*** THE DATA Section Begins ***

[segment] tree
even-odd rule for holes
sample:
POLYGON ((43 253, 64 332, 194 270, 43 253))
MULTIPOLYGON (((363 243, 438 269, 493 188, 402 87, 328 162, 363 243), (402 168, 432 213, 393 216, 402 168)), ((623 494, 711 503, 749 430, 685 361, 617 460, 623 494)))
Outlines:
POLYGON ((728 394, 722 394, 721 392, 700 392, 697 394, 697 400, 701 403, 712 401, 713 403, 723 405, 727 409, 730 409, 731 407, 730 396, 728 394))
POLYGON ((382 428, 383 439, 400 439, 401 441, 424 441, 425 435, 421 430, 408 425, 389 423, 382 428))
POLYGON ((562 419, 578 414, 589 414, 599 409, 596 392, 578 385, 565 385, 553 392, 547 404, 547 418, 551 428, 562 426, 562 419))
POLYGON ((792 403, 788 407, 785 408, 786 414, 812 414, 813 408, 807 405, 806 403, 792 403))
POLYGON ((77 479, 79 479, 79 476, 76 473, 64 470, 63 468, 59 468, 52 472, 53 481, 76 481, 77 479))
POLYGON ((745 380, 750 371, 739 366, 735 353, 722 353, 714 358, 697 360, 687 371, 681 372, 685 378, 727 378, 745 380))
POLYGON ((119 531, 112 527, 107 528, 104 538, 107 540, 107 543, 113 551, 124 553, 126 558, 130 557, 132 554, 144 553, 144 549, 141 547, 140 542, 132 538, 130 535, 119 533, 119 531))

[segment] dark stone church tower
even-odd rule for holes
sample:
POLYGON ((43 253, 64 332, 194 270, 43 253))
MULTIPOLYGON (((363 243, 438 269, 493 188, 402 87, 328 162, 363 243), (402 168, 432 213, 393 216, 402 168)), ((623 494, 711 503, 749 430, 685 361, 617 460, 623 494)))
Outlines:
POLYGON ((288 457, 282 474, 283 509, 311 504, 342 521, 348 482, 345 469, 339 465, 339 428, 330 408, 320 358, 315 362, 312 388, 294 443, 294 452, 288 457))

*** THE DATA Section Ends ***

WHAT THIS TASK INVOLVES — Each line above with the word "segment" must be returned.

RESPONSE TO THE TASK —
[segment] tree
[segment] dark stone church tower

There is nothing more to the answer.